__WRITTEN EXERCISE__. Do not carry the pictures over; copy every other part of the entries exactly.

__EXTRACTED INFORMATION__.
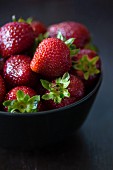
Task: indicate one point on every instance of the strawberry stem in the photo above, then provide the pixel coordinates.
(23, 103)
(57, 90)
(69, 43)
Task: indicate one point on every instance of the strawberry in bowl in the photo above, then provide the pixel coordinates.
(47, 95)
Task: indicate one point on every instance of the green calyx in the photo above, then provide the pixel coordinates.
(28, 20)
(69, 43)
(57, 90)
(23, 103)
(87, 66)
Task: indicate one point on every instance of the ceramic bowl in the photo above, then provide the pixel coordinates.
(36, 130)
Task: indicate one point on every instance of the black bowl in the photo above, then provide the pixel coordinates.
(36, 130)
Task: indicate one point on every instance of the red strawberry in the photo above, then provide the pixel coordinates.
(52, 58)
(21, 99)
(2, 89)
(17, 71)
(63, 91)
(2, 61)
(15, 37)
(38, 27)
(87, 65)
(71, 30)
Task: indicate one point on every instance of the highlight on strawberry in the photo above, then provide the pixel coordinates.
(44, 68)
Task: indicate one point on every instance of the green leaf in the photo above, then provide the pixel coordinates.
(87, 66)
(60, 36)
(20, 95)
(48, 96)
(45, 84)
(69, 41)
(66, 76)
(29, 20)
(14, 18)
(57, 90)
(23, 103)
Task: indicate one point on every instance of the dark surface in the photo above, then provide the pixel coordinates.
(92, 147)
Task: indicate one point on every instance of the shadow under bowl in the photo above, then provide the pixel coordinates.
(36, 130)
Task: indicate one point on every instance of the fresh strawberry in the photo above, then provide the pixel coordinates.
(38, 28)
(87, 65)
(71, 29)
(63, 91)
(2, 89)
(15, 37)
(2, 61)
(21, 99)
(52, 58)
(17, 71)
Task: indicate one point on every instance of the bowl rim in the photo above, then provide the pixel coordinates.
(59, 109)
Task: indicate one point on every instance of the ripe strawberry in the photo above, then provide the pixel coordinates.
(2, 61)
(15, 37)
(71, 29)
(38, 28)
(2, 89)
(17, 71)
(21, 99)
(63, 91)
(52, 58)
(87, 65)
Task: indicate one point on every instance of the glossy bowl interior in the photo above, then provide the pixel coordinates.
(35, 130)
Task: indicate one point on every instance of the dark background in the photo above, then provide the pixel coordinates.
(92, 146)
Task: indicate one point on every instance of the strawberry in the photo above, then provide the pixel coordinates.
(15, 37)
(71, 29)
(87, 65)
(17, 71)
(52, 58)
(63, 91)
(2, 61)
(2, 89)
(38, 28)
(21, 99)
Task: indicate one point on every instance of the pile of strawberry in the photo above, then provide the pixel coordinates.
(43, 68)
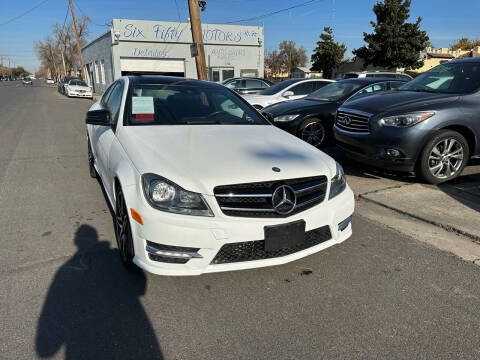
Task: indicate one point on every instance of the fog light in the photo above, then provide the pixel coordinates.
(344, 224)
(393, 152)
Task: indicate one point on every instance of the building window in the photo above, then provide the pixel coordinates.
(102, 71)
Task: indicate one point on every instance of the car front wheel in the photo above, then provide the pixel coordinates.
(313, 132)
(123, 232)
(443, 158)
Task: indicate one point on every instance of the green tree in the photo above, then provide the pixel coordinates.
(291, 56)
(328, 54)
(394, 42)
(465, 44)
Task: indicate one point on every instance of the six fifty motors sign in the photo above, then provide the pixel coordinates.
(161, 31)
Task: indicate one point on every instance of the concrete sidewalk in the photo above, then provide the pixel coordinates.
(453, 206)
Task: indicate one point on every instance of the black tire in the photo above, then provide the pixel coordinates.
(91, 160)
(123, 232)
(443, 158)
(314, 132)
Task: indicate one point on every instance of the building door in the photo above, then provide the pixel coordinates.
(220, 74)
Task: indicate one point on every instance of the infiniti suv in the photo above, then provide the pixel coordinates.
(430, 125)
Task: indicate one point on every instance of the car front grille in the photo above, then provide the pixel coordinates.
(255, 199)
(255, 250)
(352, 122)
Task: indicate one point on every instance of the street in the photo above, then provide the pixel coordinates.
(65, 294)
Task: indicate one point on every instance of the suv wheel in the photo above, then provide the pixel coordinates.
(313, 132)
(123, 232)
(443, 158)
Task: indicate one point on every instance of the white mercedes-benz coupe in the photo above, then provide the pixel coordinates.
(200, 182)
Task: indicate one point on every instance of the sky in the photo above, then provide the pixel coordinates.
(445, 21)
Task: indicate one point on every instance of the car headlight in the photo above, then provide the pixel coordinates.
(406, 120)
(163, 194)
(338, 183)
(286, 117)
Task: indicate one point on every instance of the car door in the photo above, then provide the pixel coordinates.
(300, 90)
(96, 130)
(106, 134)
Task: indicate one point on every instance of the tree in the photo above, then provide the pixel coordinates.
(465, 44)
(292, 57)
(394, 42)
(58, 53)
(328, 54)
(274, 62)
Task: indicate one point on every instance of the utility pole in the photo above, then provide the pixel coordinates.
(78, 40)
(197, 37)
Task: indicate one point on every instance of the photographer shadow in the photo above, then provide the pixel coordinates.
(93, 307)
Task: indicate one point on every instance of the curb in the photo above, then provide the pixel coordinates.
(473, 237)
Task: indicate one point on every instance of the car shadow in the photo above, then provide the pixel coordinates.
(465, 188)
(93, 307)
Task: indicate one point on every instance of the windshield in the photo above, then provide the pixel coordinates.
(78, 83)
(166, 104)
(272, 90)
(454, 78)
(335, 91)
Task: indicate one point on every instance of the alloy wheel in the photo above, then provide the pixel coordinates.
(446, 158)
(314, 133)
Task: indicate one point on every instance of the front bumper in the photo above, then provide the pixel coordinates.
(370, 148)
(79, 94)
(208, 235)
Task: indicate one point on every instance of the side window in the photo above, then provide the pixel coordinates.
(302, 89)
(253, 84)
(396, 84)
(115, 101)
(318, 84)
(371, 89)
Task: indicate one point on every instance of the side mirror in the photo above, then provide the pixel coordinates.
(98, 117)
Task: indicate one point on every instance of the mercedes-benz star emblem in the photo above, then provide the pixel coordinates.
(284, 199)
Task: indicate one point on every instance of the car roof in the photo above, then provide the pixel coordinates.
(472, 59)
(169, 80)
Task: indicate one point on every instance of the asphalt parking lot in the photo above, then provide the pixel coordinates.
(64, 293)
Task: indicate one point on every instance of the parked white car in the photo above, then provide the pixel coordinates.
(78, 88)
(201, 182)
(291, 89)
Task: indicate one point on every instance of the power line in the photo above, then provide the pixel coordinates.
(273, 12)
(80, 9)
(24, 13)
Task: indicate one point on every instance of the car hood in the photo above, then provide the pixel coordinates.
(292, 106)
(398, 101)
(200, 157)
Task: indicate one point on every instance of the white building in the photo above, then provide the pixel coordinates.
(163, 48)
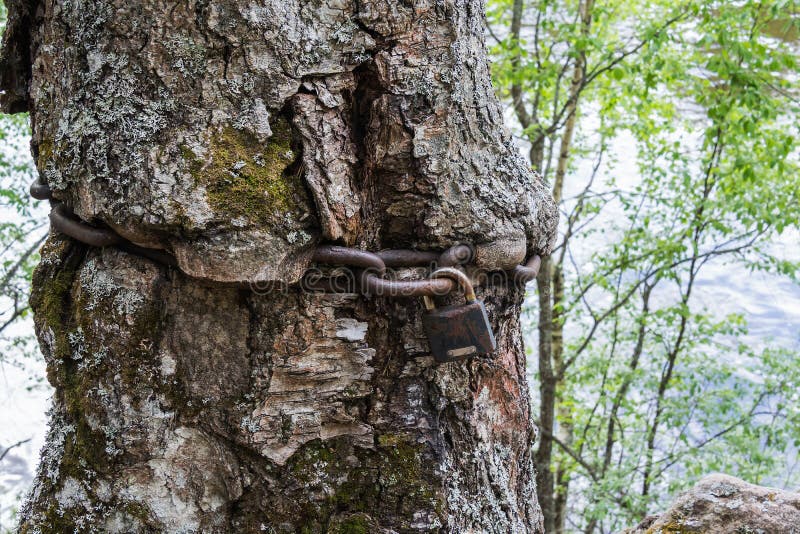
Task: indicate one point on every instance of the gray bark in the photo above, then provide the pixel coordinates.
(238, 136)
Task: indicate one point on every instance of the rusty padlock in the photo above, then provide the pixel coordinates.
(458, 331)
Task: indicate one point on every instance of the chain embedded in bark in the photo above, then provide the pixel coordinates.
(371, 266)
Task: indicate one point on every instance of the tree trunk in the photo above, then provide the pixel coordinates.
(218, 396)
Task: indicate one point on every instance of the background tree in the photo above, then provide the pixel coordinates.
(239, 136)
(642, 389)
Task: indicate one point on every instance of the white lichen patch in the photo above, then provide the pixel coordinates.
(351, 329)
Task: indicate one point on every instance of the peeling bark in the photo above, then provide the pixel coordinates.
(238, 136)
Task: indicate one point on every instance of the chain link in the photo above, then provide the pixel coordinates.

__EXERCISE RESULT__.
Task: indicate one point on every instance of the strawberry stem in the photo above, then provide the pixel coordinates.
(23, 103)
(57, 90)
(69, 43)
Task: indicate one point on every instance of the strawberry in bowl in the photo above, then provide the pixel coordinates.
(47, 95)
Task: indicate one point on every instance of the green calyx in the photo above, then provide the pixel coordinates.
(28, 20)
(69, 43)
(57, 90)
(23, 103)
(87, 66)
Task: indicate one point on every instance of the ceramic bowl in the photo above, then provide the pixel coordinates.
(36, 130)
Task: indicate one point on every instance of the black bowl in the photo above, then provide the pixel coordinates.
(36, 130)
Task: indicate one point on every instance of the red strawberry in the photo above, then provide the pixel coordinates.
(52, 58)
(21, 99)
(2, 89)
(17, 71)
(63, 91)
(2, 61)
(15, 37)
(38, 27)
(87, 65)
(71, 30)
Task: indicate one point on every instance of the highlight on strawberry in the photo above, then provide the pixel coordinates.
(44, 68)
Task: indicate one point on every instance of the green leaf in the photo above, then provide the pixel coordinates.
(87, 66)
(60, 36)
(20, 95)
(48, 96)
(45, 84)
(69, 41)
(66, 76)
(29, 20)
(14, 18)
(57, 90)
(23, 103)
Task: indicate one point on every instance of the dark surface in the photo above, then provide the pixel coordinates.
(92, 147)
Task: indicate one point on every instance of the shadow under bowl in the photo above, then provide the pixel coordinates.
(36, 130)
Task: indicate one point on every instance of the fresh strawberry in the photo above, then provide the pixel coordinates.
(38, 28)
(87, 65)
(71, 29)
(63, 91)
(2, 89)
(15, 37)
(2, 61)
(21, 99)
(52, 58)
(17, 71)
Task: indicate one point on every instance of the bowl rim in the photo above, then provide the pixel coordinates.
(59, 109)
Task: indicate one point on every instance of the ripe strawberry in the photo above, then provide the pixel coordinates.
(2, 61)
(15, 37)
(71, 29)
(38, 28)
(2, 89)
(17, 71)
(21, 99)
(63, 91)
(52, 58)
(87, 65)
Task: indicate one point on every instance of the glossy bowl interior in the photo above, then provide the pixel coordinates.
(35, 130)
Task: indicate one point on every instance of the dark background in the photo above, then provide the pixel coordinates.
(92, 146)
Task: indicate one point on every instance of the strawberry in the photo above, then provide the pixel coordinates.
(15, 37)
(71, 29)
(87, 65)
(17, 71)
(52, 58)
(63, 91)
(2, 61)
(2, 89)
(38, 28)
(21, 99)
Task: indicate one point on every instance of the pile of strawberry in the photo above, then provide the pixel coordinates.
(43, 68)
Task: indicate one point on every instance of the fog light in the photo above, then provide the pixel coordinates.
(344, 224)
(393, 152)
Task: indicate one point on every instance of the building window in the photo above, then provide the pixel coordinates.
(102, 71)
Task: indicate one point on every instance of the car front wheel in the photo above, then provide the pixel coordinates.
(313, 132)
(123, 232)
(443, 158)
Task: indicate one point on every instance of the green tree in the photo above, then provide the pixel coordinates.
(291, 56)
(328, 54)
(394, 42)
(465, 44)
Task: indicate one point on every instance of the six fifty motors sign in the photo above, then provide the pixel coordinates.
(161, 31)
Task: indicate one point on every instance of the concrete sidewalk in the photo above, then provide the pixel coordinates.
(453, 206)
Task: indicate one point on every instance of the black tire in the photo above, then provide the pixel coordinates.
(91, 160)
(123, 232)
(443, 158)
(314, 132)
Task: indicate one point on every instance of the building door in the photo above, then provide the pixel coordinates.
(220, 74)
Task: indicate one point on every instance of the infiniti suv in the photo above, then provide the pixel coordinates.
(430, 125)
Task: indicate one point on every instance of the car front grille in the photo above, then provide the pixel coordinates.
(255, 199)
(255, 250)
(352, 122)
Task: indicate one point on every instance of the street in the photo above, then provide the pixel coordinates.
(65, 294)
Task: indicate one point on every instance of the suv wheel in the photo above, then provide the pixel coordinates.
(313, 132)
(123, 232)
(443, 158)
Task: indicate one point on every instance of the white mercedes-benz coupe in the photo above, then provide the pixel coordinates.
(200, 182)
Task: indicate one point on every instance of the sky in the photo above, then provide the pixel coordinates.
(445, 21)
Task: indicate one point on every instance of the car headlight in the photo above, then provide the pixel coordinates.
(406, 120)
(163, 194)
(338, 183)
(286, 117)
Task: indicate one point on every instance of the car door in the photo above, then provide the pixel coordinates.
(300, 90)
(96, 130)
(106, 134)
Task: indicate one point on every instance of the tree in the photo above, then provide the pixel coordinates.
(465, 44)
(292, 57)
(394, 42)
(58, 53)
(328, 54)
(274, 62)
Task: indicate one point on every instance of the utility pole in the photo above, then provide the pixel coordinates.
(78, 40)
(197, 37)
Task: indicate one point on every instance of the photographer shadow in the photo above, then provide the pixel coordinates.
(93, 307)
Task: indicate one point on every instance of the curb in the photo above, then provide the pixel coordinates.
(473, 237)
Task: indicate one point on every instance of the car shadow in the photo above, then provide the pixel coordinates.
(465, 188)
(93, 307)
Task: indicate one point on every instance of the windshield in the photo above, then provide the pixel coordinates.
(78, 83)
(166, 104)
(272, 90)
(454, 78)
(335, 91)
Task: indicate one point on every instance of the alloy wheel in the photo above, then provide the pixel coordinates.
(446, 158)
(314, 133)
Task: indicate one point on every instance of the front bumper in the photo above, then provide the pixel coordinates.
(370, 148)
(79, 94)
(208, 235)
Task: indicate one point on every instance of the side window in the photo above, then provide the pixel coordinates.
(302, 89)
(253, 84)
(396, 84)
(115, 101)
(318, 84)
(371, 89)
Task: indicate one point on every instance of the side mirror in the photo above, then provide the pixel coordinates.
(98, 117)
Task: indicate one point on every instance of the mercedes-benz star emblem in the photo above, then provide the pixel coordinates.
(284, 199)
Task: indicate one point on every instance of the car roof in the photo above, then provide the pixel coordinates.
(472, 59)
(169, 80)
Task: indicate one point on every instance of the asphalt parking lot in the photo above, then provide the pixel coordinates.
(64, 293)
Task: indicate one point on every instance of the parked white car in the photo above, then provide the pixel coordinates.
(78, 88)
(201, 182)
(291, 89)
Task: indicate one point on every instance of the power line in the photo above, then provide the pixel coordinates.
(273, 12)
(80, 9)
(24, 13)
Task: indicate one point on every instance of the car hood in the photo above, then provide the pixel coordinates.
(292, 106)
(398, 101)
(200, 157)
Task: indicate one point on every instance of the white building in the photo above, then provide the pixel coordinates.
(163, 48)
Task: indicate one point on every instance of the gray bark in the photo above, then provide the pixel coordinates.
(238, 136)
Task: indicate one point on every instance of the rusty padlock in the photo above, then provide the pixel coordinates.
(458, 331)
Task: indicate one point on every instance of the chain embedded in bark in the photo above, then provide the pixel coordinates.
(371, 266)
Task: indicate one point on every instance of the tree trunk in the photo above, then provide the pixel coordinates.
(218, 396)
Task: indicate one point on every instance of the background tree in the photo above, then provide the pixel coordinates.
(239, 136)
(642, 389)
Task: indicate one point on every instance of the white lichen patch in the photo above, then provide the pixel coordinates.
(351, 329)
Task: indicate one point on every instance of the peeling bark in the photo above, then provide the pixel coordinates.
(238, 136)
Task: indicate one point on every instance of the chain link in the photo above, then provide the pixel coordinates.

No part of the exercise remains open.